Begin with the line containing "Where can you spot the rolling" and copy each line exactly through the last line of the entries, inclusive.

Referring expression pointing data:
□ □ □

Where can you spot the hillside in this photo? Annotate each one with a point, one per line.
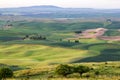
(50, 11)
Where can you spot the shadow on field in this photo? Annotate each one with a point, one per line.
(106, 55)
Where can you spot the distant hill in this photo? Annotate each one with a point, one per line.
(50, 11)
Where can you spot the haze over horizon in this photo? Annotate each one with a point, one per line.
(100, 4)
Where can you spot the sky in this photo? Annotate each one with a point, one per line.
(106, 4)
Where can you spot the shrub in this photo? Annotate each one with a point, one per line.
(6, 73)
(63, 70)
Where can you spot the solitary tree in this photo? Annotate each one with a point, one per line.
(5, 73)
(63, 70)
(81, 69)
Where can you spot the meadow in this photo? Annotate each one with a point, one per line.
(38, 58)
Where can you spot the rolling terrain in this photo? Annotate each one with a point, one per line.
(37, 56)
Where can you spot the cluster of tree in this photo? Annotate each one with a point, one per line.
(65, 70)
(5, 73)
(35, 37)
(78, 32)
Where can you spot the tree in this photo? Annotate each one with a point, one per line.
(5, 73)
(81, 69)
(63, 70)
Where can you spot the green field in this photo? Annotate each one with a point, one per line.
(36, 56)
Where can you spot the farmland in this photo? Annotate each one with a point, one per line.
(40, 57)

□ □ □

▶ Solved exercise:
Where can you spot the rolling terrain in this photo? Annotate each one with a point, one per line.
(37, 56)
Where can you spot the cluster of tree in this photo? Annotate each one with a point, one per line.
(65, 70)
(5, 73)
(35, 37)
(78, 32)
Where can you spot the tree in this photo? Annotate each one with a point, one per line.
(5, 73)
(81, 69)
(63, 70)
Where can you spot the green field in this photo? Annotate each one with a point, one per line.
(36, 56)
Where can you spot the farmland in this photo? Annotate each one with a point, one per line.
(40, 57)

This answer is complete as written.